[start]

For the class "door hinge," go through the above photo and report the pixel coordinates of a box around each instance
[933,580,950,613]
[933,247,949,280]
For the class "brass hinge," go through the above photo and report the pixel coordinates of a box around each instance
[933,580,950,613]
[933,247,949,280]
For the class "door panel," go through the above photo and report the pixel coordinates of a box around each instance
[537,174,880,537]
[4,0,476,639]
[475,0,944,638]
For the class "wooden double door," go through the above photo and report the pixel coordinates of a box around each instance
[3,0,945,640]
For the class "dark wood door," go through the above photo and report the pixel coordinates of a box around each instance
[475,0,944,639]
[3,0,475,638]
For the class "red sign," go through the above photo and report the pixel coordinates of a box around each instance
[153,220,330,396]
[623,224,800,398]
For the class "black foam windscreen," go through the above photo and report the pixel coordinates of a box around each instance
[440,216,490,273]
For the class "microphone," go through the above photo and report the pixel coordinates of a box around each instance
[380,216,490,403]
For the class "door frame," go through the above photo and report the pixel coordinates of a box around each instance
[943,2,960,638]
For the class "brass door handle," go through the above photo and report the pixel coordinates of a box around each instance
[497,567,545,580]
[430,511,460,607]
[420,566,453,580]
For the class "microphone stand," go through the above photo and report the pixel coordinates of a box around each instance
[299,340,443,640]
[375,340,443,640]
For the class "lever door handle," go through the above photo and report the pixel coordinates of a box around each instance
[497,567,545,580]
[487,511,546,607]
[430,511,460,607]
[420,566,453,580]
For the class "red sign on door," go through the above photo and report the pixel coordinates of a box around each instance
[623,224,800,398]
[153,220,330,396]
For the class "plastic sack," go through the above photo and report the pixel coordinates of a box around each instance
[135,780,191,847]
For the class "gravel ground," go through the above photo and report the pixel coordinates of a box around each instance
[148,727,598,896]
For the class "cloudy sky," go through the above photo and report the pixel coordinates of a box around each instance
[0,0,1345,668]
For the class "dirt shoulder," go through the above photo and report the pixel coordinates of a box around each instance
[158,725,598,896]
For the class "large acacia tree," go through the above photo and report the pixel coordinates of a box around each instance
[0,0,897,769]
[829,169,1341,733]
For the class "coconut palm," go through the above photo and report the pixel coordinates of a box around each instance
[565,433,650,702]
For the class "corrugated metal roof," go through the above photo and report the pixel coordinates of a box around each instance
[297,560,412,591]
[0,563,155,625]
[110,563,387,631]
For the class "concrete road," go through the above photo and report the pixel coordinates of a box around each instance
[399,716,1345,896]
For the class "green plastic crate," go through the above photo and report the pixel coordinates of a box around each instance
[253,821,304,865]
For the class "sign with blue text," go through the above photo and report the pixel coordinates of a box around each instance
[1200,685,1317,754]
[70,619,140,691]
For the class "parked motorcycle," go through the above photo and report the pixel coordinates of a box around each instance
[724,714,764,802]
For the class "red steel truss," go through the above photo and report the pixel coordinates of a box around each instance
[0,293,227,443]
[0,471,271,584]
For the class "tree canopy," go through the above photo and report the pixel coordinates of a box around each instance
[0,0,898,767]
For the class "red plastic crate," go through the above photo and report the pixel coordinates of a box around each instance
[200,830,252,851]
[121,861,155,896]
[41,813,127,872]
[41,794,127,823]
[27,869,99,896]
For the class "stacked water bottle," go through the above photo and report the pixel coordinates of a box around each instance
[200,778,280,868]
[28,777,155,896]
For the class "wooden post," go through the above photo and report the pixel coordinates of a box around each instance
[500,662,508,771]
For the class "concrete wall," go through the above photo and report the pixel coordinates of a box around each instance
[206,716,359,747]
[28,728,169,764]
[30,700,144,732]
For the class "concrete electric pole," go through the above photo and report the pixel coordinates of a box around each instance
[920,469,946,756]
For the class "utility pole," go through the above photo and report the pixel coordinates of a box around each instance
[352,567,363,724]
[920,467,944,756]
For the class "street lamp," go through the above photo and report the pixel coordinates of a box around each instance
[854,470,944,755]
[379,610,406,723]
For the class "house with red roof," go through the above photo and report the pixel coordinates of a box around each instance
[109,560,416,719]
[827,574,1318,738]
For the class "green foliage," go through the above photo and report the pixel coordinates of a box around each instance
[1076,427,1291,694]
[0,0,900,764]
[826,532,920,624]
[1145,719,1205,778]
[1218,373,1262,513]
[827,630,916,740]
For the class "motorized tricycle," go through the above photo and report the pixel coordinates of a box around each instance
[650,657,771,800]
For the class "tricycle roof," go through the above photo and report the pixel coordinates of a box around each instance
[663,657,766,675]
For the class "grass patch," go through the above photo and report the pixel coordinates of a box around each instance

[end]

THE REQUEST> Write out the records above exactly as they appear, everything from the very start down to the line containing "[375,340,443,640]", with that line included.

SOLUTION TO THIS PROBLEM>
For the class "door hinge," go through the above photo and report the pixel coordinates of a box around each instance
[933,580,950,613]
[933,247,949,280]
For the class "brass hinge," go through the above photo and report the pixel coordinates of a box around each instance
[933,580,950,613]
[933,247,949,280]
For the class "door panel," go through the above photo and report the pixel coordinates of a box around each instance
[537,174,880,537]
[4,0,476,639]
[475,0,944,638]
For the class "wooden double door," go through the above photo and report the pixel coordinates of a box around each instance
[3,0,945,640]
For the class "dark wood door," go through the above photo and report the pixel coordinates of a box around each instance
[475,0,944,639]
[3,0,475,638]
For the class "red sign," go through the above photo and report the pixel coordinates of a box around each instance
[153,220,330,396]
[623,224,800,398]
For the class "black foam windscreen," go through the above photo and report the pixel coordinates of a box around each instance
[440,216,490,273]
For the class "microphone," go through the above photo and report the pixel coordinates of a box around each instance
[380,216,490,403]
For the class "door frame," go through the above photo and report the pixel coordinates of a box around each instance
[943,2,960,638]
For the class "brass door handle," go through the above photo and report the pixel coordinates of a box around each instance
[497,567,545,580]
[430,511,460,607]
[420,566,453,580]
For the class "microphone stand," go through the above photo and report the pixel coordinates of a box around each instance
[299,340,443,640]
[375,340,443,640]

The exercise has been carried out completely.